Share your dilemmas and get honest opinions from other Mumsnetters.

Uncomfortable about how she feeds her kids

201 replies

Chickeneggs · 27/11/2023 11:56

Firstly, I know this is probably not a big deal as the children are fed, but I feel uncomfortable by the fact my friend buys herself good quality expensive food but gives her children basic brands.
for example she buys beige frozen food for them from Asda (yellow package) which is fine as I have bought some myself on occasion, then she will go to Waitrose or M&S to buy herself nice food.
The last time I visited there was a tonne of fresh vegetables stacked on the counter, I told her it’s great her children love vegetables and her response was that the veg is for herself as it’s too expensive to give to her children too.
They snack on biscuits and chocolate while she has fruit.
To me, I couldn’t eat something nice knowing my children are eating bland food with no nutrition. I’ve often skipped meals so my children can eat decent food, if they can’t have fruit or veg then I won’t eat at all to make sure I can buy it.
Is this something you’d raise with her to ask about it? Offer support whether financial or otherwise? Or do I just mind my business?

OP posts:
adriftabroad · 27/11/2023 12:59

Honestly, would not have believed you OP, but...

I had a friend who was EXACTLY like this.

She made her own hummus, masses of veg, expensive cheese and fruit and went on and on about olives and made her own bread. For herself. She cared so much about what she ate. Going on holiday with her was an eye opener (and I eat lovely food but am not quite as obsessed)

Her DS was so thin and so pale the school got involved about his diet.
She fed him chicken nuggets and mango juice and biscuits. That[s it.

I said nothing,t we are no longer friends. She was horribly selfish in so many other ways too.

Canisaysomething · 27/11/2023 13:01

Her comment about fruit and veg being too expensive for the children while she eats posh food herself is borderline abusive. Most parents prioritise their children and they have what’s left. For a mum to prioritise themselves so brazenly and tell you like it’s nothing is really shocking.

There are all forms of child abuse and depriving children of certain foods or restricting what they eat is one of them.

Milkybarsareonmeeeee · 27/11/2023 13:02

I had a “friend “ like this very short lived “friendship”
she bought herself nice salmon . Cooked Sphag Bol home made for her and the boyfriend . Made roasts on Sunday and kids got leftover on Monday they got fed fish fingers before bed at the Sunday dinner time .

-*-

▶ **Your goal**
In the thread, why did the friend say the fresh vegetables on her counter were not for her children? Rely only on the thread above.

▶ **Data listing**
-*-

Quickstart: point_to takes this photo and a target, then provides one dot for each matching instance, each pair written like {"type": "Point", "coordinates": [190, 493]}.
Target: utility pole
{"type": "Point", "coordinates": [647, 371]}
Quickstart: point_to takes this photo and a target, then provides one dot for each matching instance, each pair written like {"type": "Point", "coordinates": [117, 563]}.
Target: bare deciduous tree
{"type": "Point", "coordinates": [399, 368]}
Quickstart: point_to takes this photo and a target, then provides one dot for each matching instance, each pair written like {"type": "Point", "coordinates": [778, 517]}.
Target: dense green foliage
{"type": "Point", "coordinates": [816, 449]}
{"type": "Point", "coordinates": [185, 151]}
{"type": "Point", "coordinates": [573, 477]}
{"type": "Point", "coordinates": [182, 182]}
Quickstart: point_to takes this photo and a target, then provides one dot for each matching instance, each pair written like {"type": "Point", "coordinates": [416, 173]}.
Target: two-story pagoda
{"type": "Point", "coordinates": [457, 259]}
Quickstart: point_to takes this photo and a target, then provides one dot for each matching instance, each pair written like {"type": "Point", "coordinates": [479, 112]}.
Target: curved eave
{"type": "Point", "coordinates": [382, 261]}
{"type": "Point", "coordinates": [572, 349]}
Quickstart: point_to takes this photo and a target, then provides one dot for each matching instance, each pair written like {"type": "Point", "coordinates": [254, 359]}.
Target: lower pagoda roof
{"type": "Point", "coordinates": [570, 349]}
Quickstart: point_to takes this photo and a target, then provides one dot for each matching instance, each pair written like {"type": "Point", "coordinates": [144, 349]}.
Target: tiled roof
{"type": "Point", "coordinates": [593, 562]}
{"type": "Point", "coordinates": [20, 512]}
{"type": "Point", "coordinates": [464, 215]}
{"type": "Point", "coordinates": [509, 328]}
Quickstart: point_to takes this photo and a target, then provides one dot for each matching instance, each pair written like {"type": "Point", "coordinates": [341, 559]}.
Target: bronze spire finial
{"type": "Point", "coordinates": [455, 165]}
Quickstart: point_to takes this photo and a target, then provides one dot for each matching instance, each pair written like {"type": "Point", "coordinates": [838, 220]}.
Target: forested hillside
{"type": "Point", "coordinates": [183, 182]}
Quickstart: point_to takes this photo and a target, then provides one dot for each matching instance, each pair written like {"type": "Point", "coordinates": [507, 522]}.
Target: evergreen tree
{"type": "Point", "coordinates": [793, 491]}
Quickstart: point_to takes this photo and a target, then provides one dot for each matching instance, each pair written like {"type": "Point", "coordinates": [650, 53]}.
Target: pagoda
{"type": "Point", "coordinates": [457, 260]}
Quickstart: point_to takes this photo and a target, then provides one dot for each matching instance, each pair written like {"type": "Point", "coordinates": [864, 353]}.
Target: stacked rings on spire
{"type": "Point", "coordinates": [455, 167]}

-*-

▶ **Complete output**
She said the vegetables were for herself because they were too expensive to give to her children too.